▼
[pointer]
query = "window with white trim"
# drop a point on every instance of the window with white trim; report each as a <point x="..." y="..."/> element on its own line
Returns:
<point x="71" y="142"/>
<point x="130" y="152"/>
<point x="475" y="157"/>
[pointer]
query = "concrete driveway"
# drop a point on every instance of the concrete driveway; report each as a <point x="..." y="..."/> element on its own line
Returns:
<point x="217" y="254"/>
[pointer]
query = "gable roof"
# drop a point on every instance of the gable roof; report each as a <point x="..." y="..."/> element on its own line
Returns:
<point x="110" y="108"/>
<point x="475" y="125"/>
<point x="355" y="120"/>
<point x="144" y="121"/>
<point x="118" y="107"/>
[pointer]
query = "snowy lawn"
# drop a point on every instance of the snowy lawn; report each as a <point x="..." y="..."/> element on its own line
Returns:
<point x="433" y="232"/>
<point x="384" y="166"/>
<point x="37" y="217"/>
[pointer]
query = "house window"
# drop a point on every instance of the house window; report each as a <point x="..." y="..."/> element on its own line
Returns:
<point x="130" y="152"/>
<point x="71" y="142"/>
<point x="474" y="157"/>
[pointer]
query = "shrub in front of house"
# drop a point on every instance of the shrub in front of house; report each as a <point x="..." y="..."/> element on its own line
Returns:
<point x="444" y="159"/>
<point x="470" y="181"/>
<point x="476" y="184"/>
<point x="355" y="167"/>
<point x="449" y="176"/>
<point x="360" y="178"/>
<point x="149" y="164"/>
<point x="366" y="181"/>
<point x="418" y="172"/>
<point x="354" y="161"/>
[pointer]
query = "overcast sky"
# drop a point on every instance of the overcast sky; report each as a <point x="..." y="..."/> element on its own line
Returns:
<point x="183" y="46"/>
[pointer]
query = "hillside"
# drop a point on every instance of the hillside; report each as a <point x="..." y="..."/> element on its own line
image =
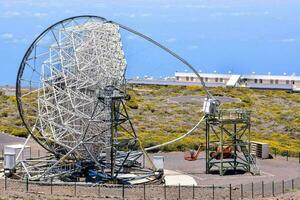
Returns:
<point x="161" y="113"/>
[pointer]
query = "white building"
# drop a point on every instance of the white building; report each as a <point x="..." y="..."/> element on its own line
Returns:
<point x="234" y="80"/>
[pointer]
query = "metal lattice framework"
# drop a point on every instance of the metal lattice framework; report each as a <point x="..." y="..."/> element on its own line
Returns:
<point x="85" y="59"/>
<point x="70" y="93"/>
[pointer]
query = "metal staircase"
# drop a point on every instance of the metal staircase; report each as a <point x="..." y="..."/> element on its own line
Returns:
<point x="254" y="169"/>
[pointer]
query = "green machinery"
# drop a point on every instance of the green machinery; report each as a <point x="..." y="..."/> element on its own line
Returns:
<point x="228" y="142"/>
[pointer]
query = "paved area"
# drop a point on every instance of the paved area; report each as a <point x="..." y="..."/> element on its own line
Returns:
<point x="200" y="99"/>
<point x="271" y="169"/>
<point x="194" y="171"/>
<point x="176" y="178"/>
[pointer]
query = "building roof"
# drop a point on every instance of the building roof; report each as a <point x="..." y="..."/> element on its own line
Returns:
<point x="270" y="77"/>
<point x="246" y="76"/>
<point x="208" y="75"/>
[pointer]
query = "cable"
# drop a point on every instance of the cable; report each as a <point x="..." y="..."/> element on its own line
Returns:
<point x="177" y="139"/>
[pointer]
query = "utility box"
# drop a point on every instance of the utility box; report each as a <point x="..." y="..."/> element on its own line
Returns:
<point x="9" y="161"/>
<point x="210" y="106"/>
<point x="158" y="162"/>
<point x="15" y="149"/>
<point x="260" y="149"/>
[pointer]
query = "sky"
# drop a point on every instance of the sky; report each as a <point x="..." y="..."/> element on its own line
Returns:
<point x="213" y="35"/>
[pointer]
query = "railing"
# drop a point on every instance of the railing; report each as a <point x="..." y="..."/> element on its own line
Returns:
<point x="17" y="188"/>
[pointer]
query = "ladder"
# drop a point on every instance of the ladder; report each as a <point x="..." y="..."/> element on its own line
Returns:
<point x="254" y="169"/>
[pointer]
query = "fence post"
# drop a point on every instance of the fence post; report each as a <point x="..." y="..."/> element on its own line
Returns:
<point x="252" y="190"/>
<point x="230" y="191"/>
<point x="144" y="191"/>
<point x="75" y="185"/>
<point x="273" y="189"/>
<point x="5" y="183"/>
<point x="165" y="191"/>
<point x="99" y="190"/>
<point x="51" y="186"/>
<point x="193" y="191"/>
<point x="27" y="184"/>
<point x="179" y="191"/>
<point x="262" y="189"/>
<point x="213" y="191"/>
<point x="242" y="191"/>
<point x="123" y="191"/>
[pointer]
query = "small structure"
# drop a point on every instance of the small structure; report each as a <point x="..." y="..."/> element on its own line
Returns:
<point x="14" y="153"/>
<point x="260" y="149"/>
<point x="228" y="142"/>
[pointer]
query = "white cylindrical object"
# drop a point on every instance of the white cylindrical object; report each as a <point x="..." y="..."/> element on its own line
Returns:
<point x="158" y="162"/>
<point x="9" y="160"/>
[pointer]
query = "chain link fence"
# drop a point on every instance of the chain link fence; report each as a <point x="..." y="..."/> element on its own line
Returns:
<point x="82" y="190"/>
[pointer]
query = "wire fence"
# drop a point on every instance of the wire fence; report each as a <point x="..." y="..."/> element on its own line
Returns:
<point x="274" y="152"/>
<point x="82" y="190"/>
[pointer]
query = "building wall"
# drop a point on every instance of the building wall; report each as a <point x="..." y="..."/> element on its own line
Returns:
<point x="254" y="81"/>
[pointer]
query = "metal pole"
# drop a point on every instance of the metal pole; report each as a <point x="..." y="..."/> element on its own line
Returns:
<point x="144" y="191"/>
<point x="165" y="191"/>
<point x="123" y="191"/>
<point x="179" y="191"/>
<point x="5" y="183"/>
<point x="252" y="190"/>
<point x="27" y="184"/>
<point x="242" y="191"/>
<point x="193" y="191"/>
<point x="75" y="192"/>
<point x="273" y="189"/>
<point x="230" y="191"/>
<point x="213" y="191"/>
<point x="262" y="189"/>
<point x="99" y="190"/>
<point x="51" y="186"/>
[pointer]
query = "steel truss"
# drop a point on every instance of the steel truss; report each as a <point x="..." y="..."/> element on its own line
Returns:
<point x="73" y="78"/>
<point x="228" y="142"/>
▲
> **What you have to do**:
What number of lines in the records hold "wall"? Reply with that number alone.

> **Solution**:
2